LESETEXT:
* * * * * * * * *
Die ambulante IMST erfordert ein komplexes Vorgehen.

In Deutschland wird diese hochwertige und v.a. intensive multimodale Schmerztherapie bislang nahezu ausschließlich im tagesklinischen und stationären Sektor erbracht, mit dem Ziel, einer bereits bestehenden Chronifizierung sowie den Schmerzen an sich entgegenzuwirken. Außerdem wird im Rahmen von tagesklinischer und stationärer Versorgung eine Akutschmerzbehandlung mit kurzstationärem Aufenthalt angeboten.

Grundsätzlich wird die Behandlung von noch nicht chronifizierten Schmerzpatienten im ambulanten Sektor von unimodalen Therapieansätzen wie bspw. nicht aktivierenden Maßnahmen, Medikamenten, interventionellen Therapien oder Operationen dominiert. Diese werden oft auch parallel von verschiedenen Fachbereichen und ohne eine gemeinsame Abstimmung verordnet. Um aber einer Manifestierung von Schmerz effektiv entgegenzuwirken, wäre ein koordinierter Therapieplan mit einem von den beteiligten Ärzten und Therapeuten gemeinsam abgestimmten Therapieziel unabdingbar (Niemier und Mallwitz 2018). Die Schmerzbewertung, psychische Belastung, soziale Faktoren und Lebensqualität spielen nämlich auch schon in diesem Stadium eine wesentliche Rolle. Werden multimodale Therapiemaßnahmen unter Berücksichtigung des bio-psycho-sozialen Krankheitsmodells frühzeitig, also bereits im Rahmen der ambulanten Versorgung, angewandt, können sie das Fortschreiten einer Chronifizierung eindämmen oder diese sogar gänzlich vermeiden (Sendera und Sendera 2015).

Im ambulanten Sektor besteht für chronische Schmerzpatienten oft eine Unter- und Fehlversorgung.

Tendenziell besteht im Bereich der ambulanten Versorgung von Patienten mit chronischen Schmerzen nicht nur eine Fehlversorgung im Sinne der unimodalen Schmerztherapie, sondern auch eine Unterversorgung. Die ambulant tätigen Speziellen Schmerztherapeuten dürfen je Quartal maximal 300 Schmerzpatienten behandeln, was die Zahl der behandlungsbedürftigen Patienten in den meisten Regionen Deutschlands bei weitem unterschreitet und v. a. in Gebieten mit schwachen Versorgungsstrukturen zu langen Wartezeiten für Termine führen kann (Langenmaier und Thoma 2016).
* * * * * * * * *
AUFGABEN:
- 1) Wie viele Schmerzpatienten dürfen ambulant tätige Spezielle Schmerztherapeuten laut dem Lesetext je Quartal höchstens behandeln?
- 2) Schreiben Sie aus dem Lesetext den Abschnitt wortgetreu ab, der bei „Die ambulante IMST“ beginnt und bei „kurzstationärem Aufenthalt angeboten.“ endet.
Die folgenden Datensätze stammen aus einer anderen Quelle als der Lesetext.
* * * * * * * * *
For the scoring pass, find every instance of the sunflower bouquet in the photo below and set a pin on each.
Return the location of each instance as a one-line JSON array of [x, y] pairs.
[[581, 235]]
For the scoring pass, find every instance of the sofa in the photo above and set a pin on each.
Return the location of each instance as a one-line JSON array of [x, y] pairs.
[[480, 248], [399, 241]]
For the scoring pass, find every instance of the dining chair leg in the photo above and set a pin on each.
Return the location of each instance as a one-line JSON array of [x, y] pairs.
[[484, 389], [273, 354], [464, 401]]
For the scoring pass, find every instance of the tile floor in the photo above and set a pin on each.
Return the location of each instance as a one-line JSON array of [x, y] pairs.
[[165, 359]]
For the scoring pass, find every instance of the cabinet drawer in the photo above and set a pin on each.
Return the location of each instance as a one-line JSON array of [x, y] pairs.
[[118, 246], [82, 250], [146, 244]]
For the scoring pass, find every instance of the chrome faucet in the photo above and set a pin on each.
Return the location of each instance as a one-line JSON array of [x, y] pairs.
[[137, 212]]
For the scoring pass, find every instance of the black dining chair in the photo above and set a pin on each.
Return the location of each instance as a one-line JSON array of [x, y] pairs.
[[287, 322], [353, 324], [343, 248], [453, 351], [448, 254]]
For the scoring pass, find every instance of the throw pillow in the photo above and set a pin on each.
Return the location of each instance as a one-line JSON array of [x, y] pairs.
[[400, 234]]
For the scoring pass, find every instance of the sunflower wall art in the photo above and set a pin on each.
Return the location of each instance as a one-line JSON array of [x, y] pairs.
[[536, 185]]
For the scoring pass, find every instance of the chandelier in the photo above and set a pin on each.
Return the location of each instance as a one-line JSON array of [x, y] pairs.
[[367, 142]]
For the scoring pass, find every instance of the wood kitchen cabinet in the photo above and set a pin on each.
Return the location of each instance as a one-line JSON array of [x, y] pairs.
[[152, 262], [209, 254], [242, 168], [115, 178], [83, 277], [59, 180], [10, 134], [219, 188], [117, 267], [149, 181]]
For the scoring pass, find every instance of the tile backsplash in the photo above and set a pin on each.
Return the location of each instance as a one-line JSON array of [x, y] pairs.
* * * * * * * * *
LÖSUNGEN:
- 1) Sie dürfen je Quartal höchstens 300 Schmerzpatienten behandeln.

- 2)
Die ambulante IMST erfordert ein komplexes Vorgehen.

In Deutschland wird diese hochwertige und v.a. intensive multimodale Schmerztherapie bislang nahezu ausschließlich im tagesklinischen und stationären Sektor erbracht, mit dem Ziel, einer bereits bestehenden Chronifizierung sowie den Schmerzen an sich entgegenzuwirken. Außerdem wird im Rahmen von tagesklinischer und stationärer Versorgung eine Akutschmerzbehandlung mit kurzstationärem Aufenthalt angeboten.